• PROBLEMS TO WORK ON
**1.** According to the passage on Gulf heat and migration, what temperature is the threshold of survivability for a fit young adult?
**2.** Write a continuation of the passage on Gulf heat and migration, picking up after its final sentence.

• PASSAGE SHOWN
In particular it predicts that by the end of this century all the cities in the UAE, Saudi Arabia, Yemen, and Qatar, plus a few others in Iran will be unsuitable for human habitation. The mean temperatures will be above the threshold of survivability for a fit young adult in a well ventilated setting. This temperature is 35C.

It is fascinating to speculate on what will become of the annual Islamic Hajj if both Mecca and Medina (both on the list of potentially uninhabitable locations) cannot be visited.

More directly interesting is what the European response will be if the millions of Islamic “migrants” begin to exercise political and economic power and demand the entrance of virtually the entire Islamic population of the Middle East.

Earlier in 2015 those claiming to speak for ISIS said one of the reasons for their horrendous treatment of the local population in Syria and Iraq was to flood Europe with Islamic refugees and by so doing establish a large Islamic population which would accelerate the eventual Islamisation of Western Christendom.

DRONESPROVIDEOVERHEADPHOTOS-672x372

This is a case of “Hijrah”. Jihad by emigration. Medina was the first location to be Islamised in this fashion.  Many more places followed.

Now an additional factor is to be considered. Those in the oil-rich gulf states have a reason other than simple religious imperialism to prosecute this adventure.  The survival of their own culture may depend on finding new colonies in which to establish themselves.  A new Islamic Homeland will soon become necessary.

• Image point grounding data
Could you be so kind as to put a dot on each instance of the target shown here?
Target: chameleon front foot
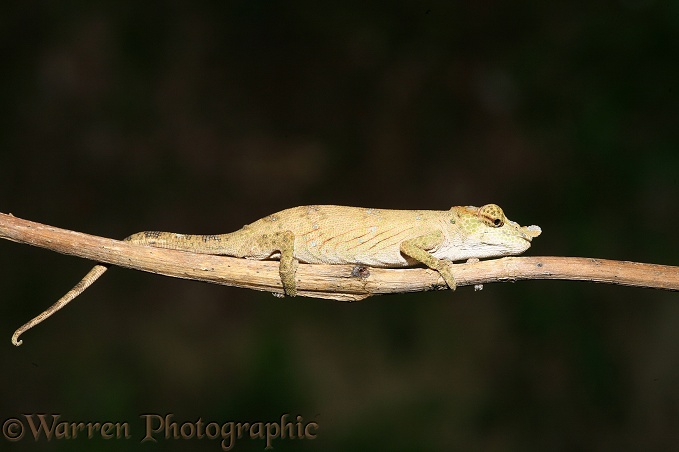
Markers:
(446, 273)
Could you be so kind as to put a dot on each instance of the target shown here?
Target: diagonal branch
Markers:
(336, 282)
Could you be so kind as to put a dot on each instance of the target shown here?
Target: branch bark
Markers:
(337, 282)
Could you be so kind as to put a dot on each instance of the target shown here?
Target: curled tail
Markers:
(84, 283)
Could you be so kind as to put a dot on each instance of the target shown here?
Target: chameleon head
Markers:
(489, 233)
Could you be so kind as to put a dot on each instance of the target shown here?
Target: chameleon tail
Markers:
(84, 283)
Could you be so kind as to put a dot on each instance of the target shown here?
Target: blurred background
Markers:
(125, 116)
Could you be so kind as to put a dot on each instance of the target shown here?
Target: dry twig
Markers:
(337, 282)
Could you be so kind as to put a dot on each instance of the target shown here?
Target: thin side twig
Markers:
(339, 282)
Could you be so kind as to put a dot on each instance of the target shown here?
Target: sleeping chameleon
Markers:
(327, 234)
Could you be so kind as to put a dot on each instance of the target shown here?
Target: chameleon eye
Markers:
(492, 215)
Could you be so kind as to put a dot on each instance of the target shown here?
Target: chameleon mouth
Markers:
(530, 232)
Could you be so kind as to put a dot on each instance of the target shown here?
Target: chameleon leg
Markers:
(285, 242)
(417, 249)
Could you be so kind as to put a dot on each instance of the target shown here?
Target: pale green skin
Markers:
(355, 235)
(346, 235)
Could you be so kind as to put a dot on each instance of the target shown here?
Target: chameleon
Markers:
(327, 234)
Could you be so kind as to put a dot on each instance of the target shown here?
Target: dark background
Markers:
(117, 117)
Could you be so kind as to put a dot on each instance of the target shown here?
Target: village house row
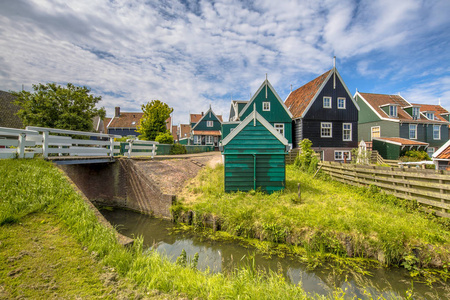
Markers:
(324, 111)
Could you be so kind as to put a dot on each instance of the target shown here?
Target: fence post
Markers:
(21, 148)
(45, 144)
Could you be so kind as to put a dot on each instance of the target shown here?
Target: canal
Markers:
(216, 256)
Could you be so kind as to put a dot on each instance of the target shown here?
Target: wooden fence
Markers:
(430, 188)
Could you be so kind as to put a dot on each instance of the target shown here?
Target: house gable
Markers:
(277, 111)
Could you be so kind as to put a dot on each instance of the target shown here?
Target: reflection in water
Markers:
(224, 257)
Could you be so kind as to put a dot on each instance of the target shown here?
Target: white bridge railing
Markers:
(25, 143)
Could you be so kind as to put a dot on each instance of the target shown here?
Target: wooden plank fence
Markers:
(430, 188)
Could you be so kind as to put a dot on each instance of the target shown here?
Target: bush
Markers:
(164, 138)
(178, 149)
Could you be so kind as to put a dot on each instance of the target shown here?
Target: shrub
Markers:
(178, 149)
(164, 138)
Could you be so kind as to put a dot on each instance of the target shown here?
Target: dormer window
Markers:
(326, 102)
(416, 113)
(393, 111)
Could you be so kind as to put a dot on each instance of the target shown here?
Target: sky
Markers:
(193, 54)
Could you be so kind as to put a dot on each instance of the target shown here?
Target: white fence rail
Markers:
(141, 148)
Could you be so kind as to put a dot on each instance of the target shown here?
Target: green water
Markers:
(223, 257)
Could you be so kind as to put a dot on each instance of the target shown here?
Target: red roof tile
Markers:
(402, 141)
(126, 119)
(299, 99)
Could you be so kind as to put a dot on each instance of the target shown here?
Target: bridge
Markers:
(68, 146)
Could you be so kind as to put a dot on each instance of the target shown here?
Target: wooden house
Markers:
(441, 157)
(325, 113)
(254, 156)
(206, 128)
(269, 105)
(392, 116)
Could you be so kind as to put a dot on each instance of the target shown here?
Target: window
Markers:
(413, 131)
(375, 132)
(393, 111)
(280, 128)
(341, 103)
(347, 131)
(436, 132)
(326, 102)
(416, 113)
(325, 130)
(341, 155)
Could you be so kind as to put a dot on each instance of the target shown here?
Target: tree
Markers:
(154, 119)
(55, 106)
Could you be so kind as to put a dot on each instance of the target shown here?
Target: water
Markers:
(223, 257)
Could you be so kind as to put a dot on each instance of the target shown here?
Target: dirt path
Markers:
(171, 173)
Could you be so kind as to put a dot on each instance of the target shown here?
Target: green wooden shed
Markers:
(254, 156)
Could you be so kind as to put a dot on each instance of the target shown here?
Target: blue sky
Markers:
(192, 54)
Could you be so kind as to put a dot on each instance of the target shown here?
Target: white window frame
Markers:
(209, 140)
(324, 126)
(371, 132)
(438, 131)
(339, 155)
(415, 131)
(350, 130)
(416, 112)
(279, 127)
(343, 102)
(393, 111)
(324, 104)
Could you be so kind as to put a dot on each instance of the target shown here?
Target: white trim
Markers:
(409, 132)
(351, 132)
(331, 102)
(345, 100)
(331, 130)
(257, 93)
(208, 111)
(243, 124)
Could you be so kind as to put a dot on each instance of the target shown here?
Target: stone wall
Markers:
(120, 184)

• WRITTEN ANSWERS
**1.** 35C

**2.**
If we add to this the realisation that Saudi Arabia is soon to be out of cash then the need for action is all the more urgent.

Saudi Arabia out of cash?

According to Al Jazeera, Saudi Arabia will be “running on empty” in five years if oil prices do not significantly rise. At a paltry $50/barrel the Kingdom cannot be expected to keep peace at home and also build 200 Wahabi Sunni Mosques in Germany. Oil prices must rise soon.

If Saudi goes into serious economic decline another question will have to be answered. Where will all their “migrant workers” go to find generous social benefits and a docile population which does not wish to offend them even if they arrive illegally?

Or maybe I’m just being alarmist. After all. Angela Merkel has assured us the newcomers will all be assimilated into German culture.

Multiculturalism: Confucianism and Islam

The official Chinese ethics exam asks the question: “If your mother and your girlfriend are both in a burning building and you can only save one, then who do you save?” The correct answer is “your mother”. The reason? Not to save your parents is a “crime of non-action”. The deeper root? Confucianism. The highest Confucian virtue is “filial piety“.

The contrast with the West? In the West there is no “duty to rescue” unless it arises from special situations. Parents in the West have a “duty of care” to their own children. In strictly Christian contexts it is called “stewardship”. It certainly does not extend to strangers and may not extend to parents. In Confucianism it is ethically permitted to sacrifice children for the good of the parents.

The BBC report speculates further on the “sexism” of the question. This is a cultural variant within the West and unless the claim will be that “anti-sexism” is an inevitable ethical human universal — something which will be dealt with in the future in these pages — then it only represents a culturally specific viewpoint.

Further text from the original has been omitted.